# [EXERCISE GOAL]
Only the lines from the one with "point: the soccer player" through the end of the material, both ends included, should be retyped exactly.

# [DATA FOR REVIEW]
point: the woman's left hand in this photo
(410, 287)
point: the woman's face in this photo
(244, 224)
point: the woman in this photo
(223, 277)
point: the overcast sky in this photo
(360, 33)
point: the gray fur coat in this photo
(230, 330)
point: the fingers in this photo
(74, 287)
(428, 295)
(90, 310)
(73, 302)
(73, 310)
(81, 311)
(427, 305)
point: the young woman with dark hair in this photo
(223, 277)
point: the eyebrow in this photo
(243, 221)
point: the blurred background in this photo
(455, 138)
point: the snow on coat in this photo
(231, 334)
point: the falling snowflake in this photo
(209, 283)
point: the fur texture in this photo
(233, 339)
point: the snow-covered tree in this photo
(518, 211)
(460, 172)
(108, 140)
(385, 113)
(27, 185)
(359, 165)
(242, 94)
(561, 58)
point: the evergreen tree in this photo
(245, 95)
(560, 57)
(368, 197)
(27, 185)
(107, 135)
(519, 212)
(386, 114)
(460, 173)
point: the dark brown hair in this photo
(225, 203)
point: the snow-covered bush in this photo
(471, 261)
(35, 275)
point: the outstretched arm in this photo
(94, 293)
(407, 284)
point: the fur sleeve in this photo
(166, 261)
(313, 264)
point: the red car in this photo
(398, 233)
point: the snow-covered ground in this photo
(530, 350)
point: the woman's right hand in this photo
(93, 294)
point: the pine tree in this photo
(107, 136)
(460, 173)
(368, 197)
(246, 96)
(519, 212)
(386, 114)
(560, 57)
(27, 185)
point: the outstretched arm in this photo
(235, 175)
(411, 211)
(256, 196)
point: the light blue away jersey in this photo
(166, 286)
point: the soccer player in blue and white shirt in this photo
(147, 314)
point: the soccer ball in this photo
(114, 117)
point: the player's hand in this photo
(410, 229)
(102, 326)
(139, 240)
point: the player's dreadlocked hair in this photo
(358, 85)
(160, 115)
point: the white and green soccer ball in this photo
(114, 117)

# [EXERCISE RESULT]
point: the soccer player in blue and white shirt in this photo
(147, 314)
point: the soccer ball in this photo
(114, 117)
point: the player's hand in this photo
(410, 229)
(102, 326)
(139, 240)
point: the player's dreadlocked hair in this photo
(358, 85)
(160, 115)
point: the white and green soccer ball in this photo
(114, 117)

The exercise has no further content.